↓

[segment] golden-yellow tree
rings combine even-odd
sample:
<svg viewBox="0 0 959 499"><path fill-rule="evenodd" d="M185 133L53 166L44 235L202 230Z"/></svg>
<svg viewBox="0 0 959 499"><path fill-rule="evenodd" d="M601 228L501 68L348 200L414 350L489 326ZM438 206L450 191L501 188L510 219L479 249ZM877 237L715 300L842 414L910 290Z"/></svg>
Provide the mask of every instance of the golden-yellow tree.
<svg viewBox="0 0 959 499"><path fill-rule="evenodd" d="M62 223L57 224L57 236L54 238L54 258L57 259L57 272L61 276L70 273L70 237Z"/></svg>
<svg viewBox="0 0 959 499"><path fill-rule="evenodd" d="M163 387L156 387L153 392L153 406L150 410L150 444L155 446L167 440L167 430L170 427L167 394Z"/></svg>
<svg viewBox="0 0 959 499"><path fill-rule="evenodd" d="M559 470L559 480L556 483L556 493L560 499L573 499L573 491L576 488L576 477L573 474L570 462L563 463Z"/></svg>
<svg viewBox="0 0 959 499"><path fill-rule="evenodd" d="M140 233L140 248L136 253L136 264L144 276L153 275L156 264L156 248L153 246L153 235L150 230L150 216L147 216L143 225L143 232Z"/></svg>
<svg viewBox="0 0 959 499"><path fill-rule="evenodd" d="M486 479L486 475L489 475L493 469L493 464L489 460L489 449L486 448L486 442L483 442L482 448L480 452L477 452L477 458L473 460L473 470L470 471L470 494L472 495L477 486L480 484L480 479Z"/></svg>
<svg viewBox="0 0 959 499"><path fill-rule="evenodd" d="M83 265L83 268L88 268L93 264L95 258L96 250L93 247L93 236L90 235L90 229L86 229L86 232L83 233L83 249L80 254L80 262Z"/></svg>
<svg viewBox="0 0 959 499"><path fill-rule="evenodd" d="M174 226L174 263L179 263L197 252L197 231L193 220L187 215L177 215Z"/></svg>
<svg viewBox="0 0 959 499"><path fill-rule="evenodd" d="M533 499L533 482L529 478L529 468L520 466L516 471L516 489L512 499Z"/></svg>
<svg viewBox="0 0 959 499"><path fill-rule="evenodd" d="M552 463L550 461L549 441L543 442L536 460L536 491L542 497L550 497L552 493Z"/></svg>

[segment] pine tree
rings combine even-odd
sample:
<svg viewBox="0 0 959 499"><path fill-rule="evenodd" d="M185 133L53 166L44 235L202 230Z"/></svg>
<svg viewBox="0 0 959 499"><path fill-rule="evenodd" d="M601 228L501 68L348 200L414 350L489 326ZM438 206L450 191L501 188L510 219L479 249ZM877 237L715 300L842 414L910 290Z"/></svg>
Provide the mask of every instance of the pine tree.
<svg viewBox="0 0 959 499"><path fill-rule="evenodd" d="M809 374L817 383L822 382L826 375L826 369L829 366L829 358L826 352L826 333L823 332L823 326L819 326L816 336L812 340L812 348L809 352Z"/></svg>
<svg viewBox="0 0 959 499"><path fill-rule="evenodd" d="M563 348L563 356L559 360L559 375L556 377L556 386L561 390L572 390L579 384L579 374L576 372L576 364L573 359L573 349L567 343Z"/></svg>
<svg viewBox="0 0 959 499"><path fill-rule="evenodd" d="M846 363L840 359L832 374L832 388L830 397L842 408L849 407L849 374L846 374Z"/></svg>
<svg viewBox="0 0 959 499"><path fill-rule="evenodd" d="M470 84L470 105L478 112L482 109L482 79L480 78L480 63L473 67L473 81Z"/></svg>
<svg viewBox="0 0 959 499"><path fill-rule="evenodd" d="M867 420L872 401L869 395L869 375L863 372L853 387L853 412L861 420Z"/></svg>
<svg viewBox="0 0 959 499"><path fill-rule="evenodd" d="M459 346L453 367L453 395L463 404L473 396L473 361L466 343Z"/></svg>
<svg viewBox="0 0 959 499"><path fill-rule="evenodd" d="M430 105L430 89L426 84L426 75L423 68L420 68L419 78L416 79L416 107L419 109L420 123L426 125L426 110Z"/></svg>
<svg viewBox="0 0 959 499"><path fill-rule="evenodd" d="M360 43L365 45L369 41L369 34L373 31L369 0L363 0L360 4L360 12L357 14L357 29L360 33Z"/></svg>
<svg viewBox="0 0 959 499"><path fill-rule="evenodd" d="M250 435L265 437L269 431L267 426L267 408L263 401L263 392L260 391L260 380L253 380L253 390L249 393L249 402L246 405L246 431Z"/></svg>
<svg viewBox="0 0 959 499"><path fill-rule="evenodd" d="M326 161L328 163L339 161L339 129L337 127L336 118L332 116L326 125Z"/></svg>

↑

● Set exercise: Count the lines of the rows above that contain the string "yellow", and give only the number.

● Task output: 2